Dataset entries
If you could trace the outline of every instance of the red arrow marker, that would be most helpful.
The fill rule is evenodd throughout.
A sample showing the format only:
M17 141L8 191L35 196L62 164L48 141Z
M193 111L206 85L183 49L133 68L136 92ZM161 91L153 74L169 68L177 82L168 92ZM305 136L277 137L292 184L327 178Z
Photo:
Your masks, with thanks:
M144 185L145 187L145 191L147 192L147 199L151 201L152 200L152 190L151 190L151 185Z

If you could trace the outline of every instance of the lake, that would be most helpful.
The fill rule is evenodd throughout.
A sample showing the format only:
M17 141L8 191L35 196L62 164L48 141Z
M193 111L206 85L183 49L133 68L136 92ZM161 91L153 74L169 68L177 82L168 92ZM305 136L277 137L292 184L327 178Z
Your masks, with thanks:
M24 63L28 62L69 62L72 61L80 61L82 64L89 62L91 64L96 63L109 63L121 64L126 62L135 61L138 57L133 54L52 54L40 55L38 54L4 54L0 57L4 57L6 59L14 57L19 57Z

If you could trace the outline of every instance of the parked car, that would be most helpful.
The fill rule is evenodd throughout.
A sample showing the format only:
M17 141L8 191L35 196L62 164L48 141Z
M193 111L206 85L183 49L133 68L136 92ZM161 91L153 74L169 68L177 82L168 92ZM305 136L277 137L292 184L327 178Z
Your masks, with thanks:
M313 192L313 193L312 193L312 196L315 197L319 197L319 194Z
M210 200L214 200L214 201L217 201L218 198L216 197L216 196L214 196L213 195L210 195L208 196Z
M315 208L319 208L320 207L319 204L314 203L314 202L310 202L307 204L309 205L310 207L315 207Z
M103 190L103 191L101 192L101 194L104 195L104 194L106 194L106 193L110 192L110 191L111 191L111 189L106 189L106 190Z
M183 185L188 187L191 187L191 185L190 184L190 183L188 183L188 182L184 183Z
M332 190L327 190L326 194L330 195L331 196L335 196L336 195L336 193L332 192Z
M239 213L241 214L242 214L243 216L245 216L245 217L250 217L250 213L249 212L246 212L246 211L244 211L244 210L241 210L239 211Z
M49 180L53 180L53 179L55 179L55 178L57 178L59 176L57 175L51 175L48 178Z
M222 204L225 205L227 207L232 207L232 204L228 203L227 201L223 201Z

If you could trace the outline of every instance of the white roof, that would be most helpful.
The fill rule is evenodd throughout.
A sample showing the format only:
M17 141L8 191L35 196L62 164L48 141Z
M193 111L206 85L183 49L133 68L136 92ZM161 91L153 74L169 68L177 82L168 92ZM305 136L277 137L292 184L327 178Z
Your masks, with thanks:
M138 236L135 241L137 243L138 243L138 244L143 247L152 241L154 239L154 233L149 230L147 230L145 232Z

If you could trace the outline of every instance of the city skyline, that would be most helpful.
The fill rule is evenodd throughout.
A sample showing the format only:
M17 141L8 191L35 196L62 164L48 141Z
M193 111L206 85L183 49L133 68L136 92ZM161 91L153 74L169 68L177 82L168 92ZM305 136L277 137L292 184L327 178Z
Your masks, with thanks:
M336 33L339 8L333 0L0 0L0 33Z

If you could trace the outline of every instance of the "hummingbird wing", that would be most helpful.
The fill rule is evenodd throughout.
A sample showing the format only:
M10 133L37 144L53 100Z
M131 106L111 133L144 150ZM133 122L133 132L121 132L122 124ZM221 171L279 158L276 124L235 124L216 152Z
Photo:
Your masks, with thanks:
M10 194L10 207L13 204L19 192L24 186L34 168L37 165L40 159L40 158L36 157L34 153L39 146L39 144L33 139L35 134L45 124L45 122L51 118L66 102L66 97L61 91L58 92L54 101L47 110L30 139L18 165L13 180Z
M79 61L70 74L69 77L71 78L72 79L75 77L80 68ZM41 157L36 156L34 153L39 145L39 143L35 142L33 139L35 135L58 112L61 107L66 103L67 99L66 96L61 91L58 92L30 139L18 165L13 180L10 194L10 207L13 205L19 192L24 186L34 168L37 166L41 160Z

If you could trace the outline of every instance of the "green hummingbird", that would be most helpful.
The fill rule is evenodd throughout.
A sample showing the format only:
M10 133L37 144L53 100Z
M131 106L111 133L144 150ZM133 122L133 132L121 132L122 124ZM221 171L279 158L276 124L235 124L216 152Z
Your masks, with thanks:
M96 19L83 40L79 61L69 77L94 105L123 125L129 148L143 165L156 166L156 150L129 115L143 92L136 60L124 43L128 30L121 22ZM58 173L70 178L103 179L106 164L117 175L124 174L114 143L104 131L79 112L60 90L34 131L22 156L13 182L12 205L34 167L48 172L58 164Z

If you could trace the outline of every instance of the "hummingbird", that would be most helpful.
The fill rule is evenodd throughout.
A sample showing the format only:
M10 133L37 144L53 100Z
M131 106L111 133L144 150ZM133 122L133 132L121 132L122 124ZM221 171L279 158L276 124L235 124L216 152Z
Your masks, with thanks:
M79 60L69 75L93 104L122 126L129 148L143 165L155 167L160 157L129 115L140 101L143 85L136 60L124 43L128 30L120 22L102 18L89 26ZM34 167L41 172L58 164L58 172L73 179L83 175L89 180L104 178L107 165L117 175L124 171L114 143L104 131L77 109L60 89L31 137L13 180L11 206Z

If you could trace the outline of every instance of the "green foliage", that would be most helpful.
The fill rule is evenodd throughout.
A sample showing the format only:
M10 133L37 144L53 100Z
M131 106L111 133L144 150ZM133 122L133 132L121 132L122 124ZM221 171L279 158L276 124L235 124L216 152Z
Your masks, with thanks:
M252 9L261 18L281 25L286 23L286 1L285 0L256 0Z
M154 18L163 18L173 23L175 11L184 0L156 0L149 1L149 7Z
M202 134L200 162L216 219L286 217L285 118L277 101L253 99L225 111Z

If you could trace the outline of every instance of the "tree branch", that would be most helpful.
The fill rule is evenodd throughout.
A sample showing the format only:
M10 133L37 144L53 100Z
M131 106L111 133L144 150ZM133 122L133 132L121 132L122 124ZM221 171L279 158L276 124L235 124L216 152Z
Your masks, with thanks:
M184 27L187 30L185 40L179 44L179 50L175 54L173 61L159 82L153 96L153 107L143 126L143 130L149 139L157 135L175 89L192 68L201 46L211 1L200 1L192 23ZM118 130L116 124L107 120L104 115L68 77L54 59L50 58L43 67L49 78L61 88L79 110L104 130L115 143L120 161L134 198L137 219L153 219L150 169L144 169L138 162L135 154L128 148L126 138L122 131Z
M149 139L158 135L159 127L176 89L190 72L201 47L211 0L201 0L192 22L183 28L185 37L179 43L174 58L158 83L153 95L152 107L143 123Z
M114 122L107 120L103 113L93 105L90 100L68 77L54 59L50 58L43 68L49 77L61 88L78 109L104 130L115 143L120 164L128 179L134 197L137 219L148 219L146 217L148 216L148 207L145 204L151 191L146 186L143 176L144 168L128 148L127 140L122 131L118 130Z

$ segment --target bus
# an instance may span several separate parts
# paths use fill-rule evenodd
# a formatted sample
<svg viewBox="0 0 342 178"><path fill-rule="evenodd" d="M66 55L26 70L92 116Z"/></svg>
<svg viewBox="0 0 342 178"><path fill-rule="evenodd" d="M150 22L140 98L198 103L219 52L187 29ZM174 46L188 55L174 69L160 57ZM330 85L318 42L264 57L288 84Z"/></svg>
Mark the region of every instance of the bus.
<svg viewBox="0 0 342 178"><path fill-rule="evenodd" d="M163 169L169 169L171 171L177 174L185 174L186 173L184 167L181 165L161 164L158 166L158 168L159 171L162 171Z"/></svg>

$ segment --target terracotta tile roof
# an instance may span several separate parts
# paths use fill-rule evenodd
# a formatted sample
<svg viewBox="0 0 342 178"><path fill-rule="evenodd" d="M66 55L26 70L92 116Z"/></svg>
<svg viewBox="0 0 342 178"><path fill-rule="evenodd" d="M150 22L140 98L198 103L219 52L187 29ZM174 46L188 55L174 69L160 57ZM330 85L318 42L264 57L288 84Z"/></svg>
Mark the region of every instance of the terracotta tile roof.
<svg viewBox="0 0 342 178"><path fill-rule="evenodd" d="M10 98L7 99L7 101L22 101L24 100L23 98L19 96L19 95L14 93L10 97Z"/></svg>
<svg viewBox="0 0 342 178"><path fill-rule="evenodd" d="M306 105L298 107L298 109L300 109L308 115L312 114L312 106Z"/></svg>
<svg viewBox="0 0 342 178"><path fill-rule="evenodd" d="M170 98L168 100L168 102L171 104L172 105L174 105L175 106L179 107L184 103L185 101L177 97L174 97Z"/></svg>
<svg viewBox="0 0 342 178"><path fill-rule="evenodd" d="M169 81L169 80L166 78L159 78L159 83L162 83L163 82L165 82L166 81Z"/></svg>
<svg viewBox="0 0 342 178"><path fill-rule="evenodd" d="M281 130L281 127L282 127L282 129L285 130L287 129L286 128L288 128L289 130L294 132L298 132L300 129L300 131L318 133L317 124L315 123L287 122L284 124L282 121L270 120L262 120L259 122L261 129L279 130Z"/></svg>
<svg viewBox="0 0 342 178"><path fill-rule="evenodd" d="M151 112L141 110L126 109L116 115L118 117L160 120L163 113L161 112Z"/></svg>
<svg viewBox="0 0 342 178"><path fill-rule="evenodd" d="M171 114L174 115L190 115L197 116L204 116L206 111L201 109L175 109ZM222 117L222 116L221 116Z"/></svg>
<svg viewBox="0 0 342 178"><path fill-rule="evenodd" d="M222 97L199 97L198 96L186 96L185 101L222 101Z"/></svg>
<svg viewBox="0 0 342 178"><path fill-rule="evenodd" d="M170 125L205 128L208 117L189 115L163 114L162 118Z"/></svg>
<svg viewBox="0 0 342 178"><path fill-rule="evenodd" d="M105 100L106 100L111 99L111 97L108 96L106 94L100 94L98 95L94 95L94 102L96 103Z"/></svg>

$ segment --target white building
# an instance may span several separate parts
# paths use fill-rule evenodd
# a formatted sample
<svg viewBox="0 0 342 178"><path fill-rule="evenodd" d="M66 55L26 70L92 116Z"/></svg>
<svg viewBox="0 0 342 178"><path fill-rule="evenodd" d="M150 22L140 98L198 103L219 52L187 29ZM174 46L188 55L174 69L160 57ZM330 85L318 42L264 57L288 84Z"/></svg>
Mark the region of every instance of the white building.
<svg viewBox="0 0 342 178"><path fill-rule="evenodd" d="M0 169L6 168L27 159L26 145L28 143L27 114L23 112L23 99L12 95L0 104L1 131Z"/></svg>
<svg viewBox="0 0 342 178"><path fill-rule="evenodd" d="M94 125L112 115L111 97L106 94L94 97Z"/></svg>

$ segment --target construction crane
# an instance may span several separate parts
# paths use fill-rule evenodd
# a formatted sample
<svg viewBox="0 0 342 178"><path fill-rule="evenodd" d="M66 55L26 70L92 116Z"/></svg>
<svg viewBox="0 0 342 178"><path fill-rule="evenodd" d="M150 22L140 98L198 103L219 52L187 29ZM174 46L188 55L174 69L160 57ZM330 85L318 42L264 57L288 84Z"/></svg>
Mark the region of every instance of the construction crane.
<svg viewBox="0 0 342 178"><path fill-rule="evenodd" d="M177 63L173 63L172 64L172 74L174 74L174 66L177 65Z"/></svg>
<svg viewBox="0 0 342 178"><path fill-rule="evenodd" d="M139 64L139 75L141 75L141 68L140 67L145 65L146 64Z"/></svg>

-- WHAT IS EXPECTED --
Format the lines of the records starting at the line containing "skyline, that would be most helpful." and ending at the line containing "M336 33L339 8L333 0L0 0L0 33Z" as a numbered list, omitting any blank lines.

-- OUTPUT FOR THIS EXERCISE --
1. If you could trace the outline of every instance of the city skyline, that would be most helpful.
2. The fill rule is evenodd throughout.
3. A sample showing the format only:
4. M17 141L8 191L35 196L62 164L48 141Z
5. M193 111L206 85L183 49L133 68L136 92ZM161 91L153 74L169 68L177 82L168 92ZM305 136L277 137L292 184L327 178Z
6. Your masks, with thanks:
7. M336 33L339 8L333 0L0 0L0 33Z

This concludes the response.